◆ **Stated task 1**
List every row that contains the word "seated".

◆ **Excerpt to read**
Mine leaked also around the seal. I took the lid off and sprayed Pam cooking spray on the top lip of the bucket. I then took a caulk gun and loaded it with 100% silicone caulking and liberally gooked, coated, smeared the entire *seal *and lip area on the underside of the lid. Reinstall the lid back on the bucket and snugged it down. With a wet soapy finger I kinda cleaned up the outside to make it somewhat presentable and then let it completely cure. A few days. I made a registration mark on the new "gasket" and on the lid. Opened it up and tried it out. No leaks. But now I also crank it down when closing and tie a quick rope around the lockdown before pressure goes in. Just in case

Reactions: Informative 2


----------



## Tony (Nov 27, 2020)

The100road said:


> @Tony I’ve had good luck finding used paint tanks on offerup or craigslist. It’s crazy how much they range in price. Sometimes they want $20 and sometimes they want $300. I’ve gotten 3 now for about $40 each. just make sure the seal is good and you can buy all the gauges and fittings pretty cheap at the local hardware store. Mine are rated 80psi but 60psi would work fine as well.


Do I just need to see of the gasket is cracked or anything? Is there another way to know other than visually if they are bad Stan?


----------



## Nubsnstubs (Nov 27, 2020)

Tony, gaskets should not be a problem. I was told that Grainger weren't going to sell the gaskets I need so I bought 4 back in 2003, and still have 2 at this point. 

Something else to consider is, San Antonio is larger than Tucson. You should not have any problems finding an outlet that sells gaskets. If they do not stock your gasket, they certainly have gasket sheet goods that you can buy and make your own gasket. All you need is a lathe that's swing is larger than the OD of the tank you need a gasket for, some double sided tape, a piece of MDF large enough to tape the gasket material to, and the gasket material. A sharp skew is a must. With the gasket material mounted onto the MDF, MDF mounted onto the lathe, sharp skew in hand, turn on the lathe and cut OD with the point down in a vertical position. When that is cut, go to the inside mark, and cut it. It could be a 1/4" wide ring, or a 1/2" ring. The only thing that matters here is that you have that ring well secured to the tape. 

I've made a couple pressure tanks for myself, and since there were no readily available gaskets, I had to make my own. It's a piece of cake. Even you could do it.

◆ **Given data**

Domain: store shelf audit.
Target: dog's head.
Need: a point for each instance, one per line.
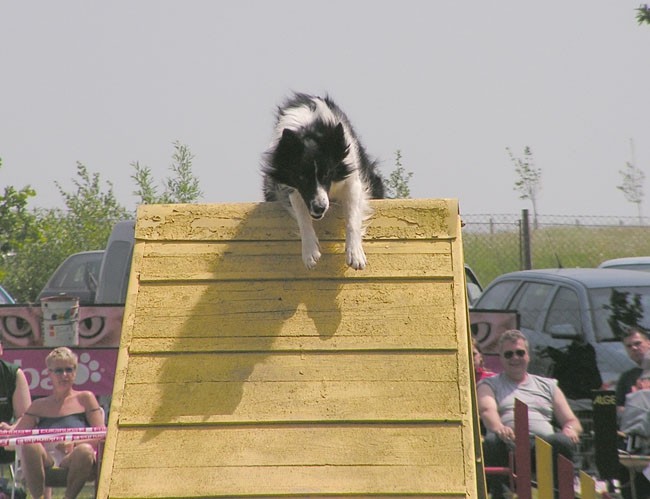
(309, 162)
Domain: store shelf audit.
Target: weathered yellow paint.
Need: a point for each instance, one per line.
(242, 374)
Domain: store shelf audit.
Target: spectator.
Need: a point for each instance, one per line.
(480, 371)
(546, 404)
(64, 408)
(14, 400)
(637, 344)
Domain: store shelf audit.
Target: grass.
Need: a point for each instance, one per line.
(491, 254)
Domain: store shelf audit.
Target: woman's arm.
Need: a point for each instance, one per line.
(21, 398)
(488, 410)
(94, 412)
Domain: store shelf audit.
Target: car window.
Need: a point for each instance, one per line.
(529, 302)
(564, 311)
(632, 304)
(495, 297)
(633, 266)
(75, 276)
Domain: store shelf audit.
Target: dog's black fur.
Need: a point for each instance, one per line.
(316, 157)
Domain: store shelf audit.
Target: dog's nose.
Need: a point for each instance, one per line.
(317, 211)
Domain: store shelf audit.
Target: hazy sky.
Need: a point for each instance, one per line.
(451, 84)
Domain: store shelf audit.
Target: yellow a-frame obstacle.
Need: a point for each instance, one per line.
(242, 374)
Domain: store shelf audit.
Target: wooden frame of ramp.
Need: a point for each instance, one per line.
(242, 374)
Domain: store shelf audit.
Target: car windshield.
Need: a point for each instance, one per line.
(630, 266)
(614, 307)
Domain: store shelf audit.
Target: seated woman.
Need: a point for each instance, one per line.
(64, 408)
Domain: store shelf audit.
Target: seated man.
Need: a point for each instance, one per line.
(14, 400)
(545, 401)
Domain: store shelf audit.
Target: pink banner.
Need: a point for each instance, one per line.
(99, 326)
(95, 371)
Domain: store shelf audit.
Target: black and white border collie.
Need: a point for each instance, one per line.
(316, 158)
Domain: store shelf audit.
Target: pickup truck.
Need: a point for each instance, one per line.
(99, 317)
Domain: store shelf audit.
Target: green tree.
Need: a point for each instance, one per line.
(529, 178)
(643, 14)
(90, 212)
(183, 187)
(397, 185)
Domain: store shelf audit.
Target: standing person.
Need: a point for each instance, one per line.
(637, 344)
(14, 400)
(64, 408)
(546, 404)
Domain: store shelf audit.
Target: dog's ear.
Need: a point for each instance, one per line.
(290, 147)
(337, 143)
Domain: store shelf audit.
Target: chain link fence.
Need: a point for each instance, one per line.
(499, 243)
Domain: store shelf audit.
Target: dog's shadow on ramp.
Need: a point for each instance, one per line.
(245, 303)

◆ **Stated task 2**
In the pressure tank thread above, rewrite the paragraph starting "Something else to consider is" as a short list that keeps its main facts.

◆ **Output 1**
Target: seated woman.
Target: seated man.

◆ **Output 2**
- San Antonio is larger than Tucson, so finding an outlet that sells gaskets should be easy.
- If your gasket isn't stocked, buy gasket sheet goods and make your own.
- You need:
  - a lathe with a swing larger than the tank's OD
  - double-sided tape
  - a piece of MDF big enough to tape the gasket material to
  - the gasket material
  - a sharp skew, which is a must
- Tape the material to the MDF, mount the MDF on the lathe, turn the lathe on, and cut the OD with the skew's point down in a vertical position.
- Then cut at the inside mark. The ring can be 1/4" or 1/2" wide.
- The only thing that matters is that the ring is well secured to the tape.